I was Dora Suarez, published in 1990, is a detective novel by Derek Raymond. It is the fourth book in the Factory series, following He Died with His Eyes Open, The Devil's Home on Leave, and How the Dead Live.

Plot summary
In the fourth novel in the Factory series opens, young prostitute Dora Suarez is axed into pieces. The killer then smashes the head of her neighbour, an 86-year-old widow. On the same night, a mile away in the West End, a shotgun blows the top off the head of Felix Roatta, part owner of the seedy Parallel Club. As the detective obsesses over the young woman whose murder he investigates, he discovers that her death is even more bizarre than he had suspected: the murderer ate bits of flesh from Suarez’s corpse and ejaculated on her thigh. Autopsy results compound the puzzle: Suarez was dying of AIDS, but the pathologist is unable to determine how she had contracted HIV. Then a photo, supplied by a former Parallel hostess, links Suarez to Roatta, and the detective's inquiries at the nightclub reveal her vile and inhuman exploitation.

Criticism
Cook’s notoriety crested following the 1990 publication of what many consider his best – and most repulsive – work: the tortured, redemptive tale of a masochistic serial killer, I Was Dora Suarez. To Cook’s delight, the ensuing novel caused Dan Franklin, the publisher of its three predecessors, to vomit over his desk. As a result of this reader response, Secker & Warburg told the author to take his nauseating wares elsewhere. Scribner took over the fourth novel in the factory series. Writing for The New York Times, Marilyn Stasio proclaimed, “Everything about I Was Dora Suarez...shrieks of the joy and pain of going too far.” Filmmaker Chris Petit described it in The Times as “a book full of coagulating disgust and compassion for the world’s contamination, disease and mutilation, all dwelt on with a feverish, metaphysical intensity that recalls Donne and the Jacobeans more than any of Raymond’s contemporaries.”

Cook recognized I Was Dora Suarez as his greatest but most onerous achievement: “Writing Suarez broke me; I see that now. I don’t mean that it broke me physically or mentally, although it came near to doing both. But it changed me; it separated out for ever what was living and what was dead. I realised it was doing so at the time, but not fully, and not how, and not at once. […] I asked for it, though. If you go down into the darkness, you must expect it to leave traces on you coming up — if you do come up. It’s like working in a mine; you hope that hands you can’t see know what they’re doing and will pull you through. I know I wondered half way through Suarez if I would get through — I mean, if my reason would get through. For the trouble with an experience like Suarez is that you become what you’re writing, passing like Alice through the language into the situation.” (The Hidden Files, pp. 132–133.)

Adaptations
Robin Cook read some excerpts of his novels in a live performance with background music by the alternative rock band Gallon Drunk.

Entries provided -
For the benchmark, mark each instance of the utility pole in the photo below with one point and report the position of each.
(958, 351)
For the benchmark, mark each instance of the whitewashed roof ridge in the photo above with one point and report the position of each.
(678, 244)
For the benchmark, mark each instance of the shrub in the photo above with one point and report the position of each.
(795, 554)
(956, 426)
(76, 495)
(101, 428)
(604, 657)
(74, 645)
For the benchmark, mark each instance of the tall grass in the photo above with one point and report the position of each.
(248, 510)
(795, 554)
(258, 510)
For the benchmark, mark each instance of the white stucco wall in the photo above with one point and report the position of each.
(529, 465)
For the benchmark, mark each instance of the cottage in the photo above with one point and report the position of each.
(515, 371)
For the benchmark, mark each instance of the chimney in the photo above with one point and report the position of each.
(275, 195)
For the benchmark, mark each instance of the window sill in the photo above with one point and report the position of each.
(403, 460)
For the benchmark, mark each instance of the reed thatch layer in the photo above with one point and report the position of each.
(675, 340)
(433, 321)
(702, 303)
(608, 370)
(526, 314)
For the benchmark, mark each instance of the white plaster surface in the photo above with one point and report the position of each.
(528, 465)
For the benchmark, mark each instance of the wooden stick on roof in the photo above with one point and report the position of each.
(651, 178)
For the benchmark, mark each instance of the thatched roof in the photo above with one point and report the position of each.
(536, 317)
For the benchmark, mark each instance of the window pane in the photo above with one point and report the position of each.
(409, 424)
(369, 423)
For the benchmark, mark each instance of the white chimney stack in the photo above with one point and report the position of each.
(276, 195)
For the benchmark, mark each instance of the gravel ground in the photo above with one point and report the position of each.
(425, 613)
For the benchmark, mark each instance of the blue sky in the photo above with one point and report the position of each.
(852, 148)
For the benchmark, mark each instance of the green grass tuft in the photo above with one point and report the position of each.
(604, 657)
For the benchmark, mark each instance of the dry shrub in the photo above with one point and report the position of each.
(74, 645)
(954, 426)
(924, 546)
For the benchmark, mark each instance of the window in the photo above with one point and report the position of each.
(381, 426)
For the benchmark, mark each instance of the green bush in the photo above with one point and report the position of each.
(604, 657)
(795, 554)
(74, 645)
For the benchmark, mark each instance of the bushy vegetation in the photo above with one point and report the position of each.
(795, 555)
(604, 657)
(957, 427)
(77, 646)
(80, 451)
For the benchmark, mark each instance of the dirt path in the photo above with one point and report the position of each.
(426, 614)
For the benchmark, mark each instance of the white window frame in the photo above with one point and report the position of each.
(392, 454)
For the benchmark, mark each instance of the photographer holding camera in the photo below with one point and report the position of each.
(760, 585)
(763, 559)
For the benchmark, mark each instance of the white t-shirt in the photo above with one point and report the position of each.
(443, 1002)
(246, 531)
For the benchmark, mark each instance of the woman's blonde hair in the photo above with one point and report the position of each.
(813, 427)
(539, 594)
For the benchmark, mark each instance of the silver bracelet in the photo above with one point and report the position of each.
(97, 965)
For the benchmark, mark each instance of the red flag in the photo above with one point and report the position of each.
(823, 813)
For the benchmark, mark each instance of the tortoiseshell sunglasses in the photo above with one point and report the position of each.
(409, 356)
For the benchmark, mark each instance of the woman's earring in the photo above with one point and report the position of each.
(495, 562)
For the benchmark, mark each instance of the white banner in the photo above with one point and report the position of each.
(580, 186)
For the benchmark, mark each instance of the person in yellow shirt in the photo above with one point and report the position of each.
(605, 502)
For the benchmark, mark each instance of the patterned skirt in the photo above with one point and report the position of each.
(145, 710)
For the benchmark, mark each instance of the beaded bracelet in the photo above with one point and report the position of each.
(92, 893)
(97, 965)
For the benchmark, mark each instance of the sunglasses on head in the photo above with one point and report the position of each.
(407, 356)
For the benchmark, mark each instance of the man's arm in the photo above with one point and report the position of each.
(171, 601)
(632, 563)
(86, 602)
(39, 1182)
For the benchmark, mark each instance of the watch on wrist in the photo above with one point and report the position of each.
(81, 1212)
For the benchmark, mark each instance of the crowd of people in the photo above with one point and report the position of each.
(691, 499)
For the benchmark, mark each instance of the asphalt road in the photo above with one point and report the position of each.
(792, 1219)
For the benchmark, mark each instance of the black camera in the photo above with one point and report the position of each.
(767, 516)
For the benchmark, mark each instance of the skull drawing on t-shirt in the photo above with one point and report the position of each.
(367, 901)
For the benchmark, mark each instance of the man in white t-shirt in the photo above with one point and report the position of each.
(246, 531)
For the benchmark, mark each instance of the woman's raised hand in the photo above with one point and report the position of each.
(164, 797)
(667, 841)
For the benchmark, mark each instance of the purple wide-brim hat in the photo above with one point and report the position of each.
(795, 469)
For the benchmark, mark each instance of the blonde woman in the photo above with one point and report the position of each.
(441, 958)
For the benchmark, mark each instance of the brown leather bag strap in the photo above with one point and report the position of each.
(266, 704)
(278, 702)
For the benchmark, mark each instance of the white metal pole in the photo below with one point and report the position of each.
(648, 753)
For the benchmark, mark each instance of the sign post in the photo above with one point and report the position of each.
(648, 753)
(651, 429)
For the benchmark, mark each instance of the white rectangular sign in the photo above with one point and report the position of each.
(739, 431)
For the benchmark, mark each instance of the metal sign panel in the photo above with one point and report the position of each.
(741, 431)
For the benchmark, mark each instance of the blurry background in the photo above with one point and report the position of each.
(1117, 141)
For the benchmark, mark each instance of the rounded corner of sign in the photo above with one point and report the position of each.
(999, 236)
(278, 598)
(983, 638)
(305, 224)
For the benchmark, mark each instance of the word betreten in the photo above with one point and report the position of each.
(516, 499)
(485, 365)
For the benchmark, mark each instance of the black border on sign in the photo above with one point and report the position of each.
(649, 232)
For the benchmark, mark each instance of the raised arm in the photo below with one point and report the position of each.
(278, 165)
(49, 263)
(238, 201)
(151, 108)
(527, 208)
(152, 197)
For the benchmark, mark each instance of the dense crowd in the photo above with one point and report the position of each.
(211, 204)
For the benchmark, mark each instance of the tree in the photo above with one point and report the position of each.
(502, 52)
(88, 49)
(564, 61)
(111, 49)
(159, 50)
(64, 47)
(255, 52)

Questions on the material -
A - Say whether each statement below agrees with the page about I Was Dora Suarez. Answer yes or no for each, and quote the words of the page that decide it.
(i) The novel was published in 1990.
(ii) The neighbour killed by Dora Suarez's murderer was a 68-year-old widow.
(iii) Felix Roatta was killed with a shotgun.
B - According to the page about I Was Dora Suarez, which publisher took over the fourth novel in the Factory series?
C - Rewrite the paragraph of the page about I Was Dora Suarez that begins "Cook’s notoriety crested" as a short list, keeping its main facts.

Task responses -
A -
(i) Yes: "published in 1990"
(ii) No: "an 86-year-old widow"
(iii) Yes: "a shotgun blows the top off the head of Felix Roatta"

B - Scribner took over the fourth novel in the Factory series.

C -
- Cook's notoriety crested after the 1990 publication of I Was Dora Suarez, which many consider his best and most repulsive work, the tale of a masochistic serial killer.
- Dan Franklin, who had published the three earlier books, vomited over his desk on reading it, to Cook's delight.
- Secker & Warburg then told the author to take his work elsewhere, and Scribner took over the fourth novel in the Factory series.
- In The New York Times, Marilyn Stasio wrote that everything about the book "shrieks of the joy and pain of going too far."
- In The Times, filmmaker Chris Petit called it a book full of disgust and compassion for the world's contamination, disease and mutilation, with an intensity recalling Donne and the Jacobeans more than Raymond's contemporaries.